** Quoted passage **
Summary
I cannot finish the original domain driven design doc by Eric Evans as it's too dry and sometimes lack of focus so I pivoted to this book to learn about DDD. DDD fits well into currently popular microservices trend. However, this book lacks sufficient examples and detailed tips on how to apply DDD to practical situations. The most important learnings of the book is: use ubiquitous within EPD, model domain in a well contained bounded context and map it to your team structure.
Raw Reading Notes
1. Use ubiquitous language to communicate between engineering, product , and stakeholder
2. write text message + diagram to illustrate models
3. Keep design and code in sync by referring to design while coding, and updating doc if necessary
4. Model driven design
1. Entities are objects with an identity, which remains the same throughout the states of the software. For these objects the values don’t matter, only the identifier. Only create Entities for the most important parts of the domain.
2. Value Objects are objects where we are only interested in it’s attributes. They don’t have an identity. It is recommended to make Value Objects immutable. Keep Value objects thin and simple.
3. Services provide functionality for the domain. Functionality that cannot be incorporated in Entities or Value Objects because it functions across several objects. Services can appear in each of the layers.

** Dataset content **
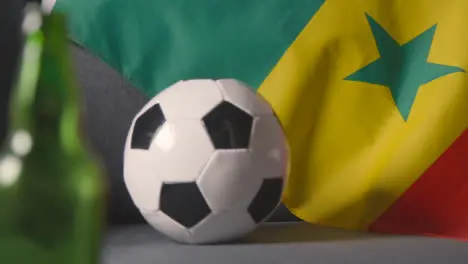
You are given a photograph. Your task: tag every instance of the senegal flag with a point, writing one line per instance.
(372, 94)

** Task 1 **
Name every concept described under "Model driven design" in the reading notes on domain-driven design.
** Task 2 **
In the reading notes on domain-driven design, what is the only thing that matters for Entities?
The lines play no part in these tasks.

** Correct output 1 **
Entities, Value Objects, Services

** Correct output 2 **
Only the identifier matters; the values don't.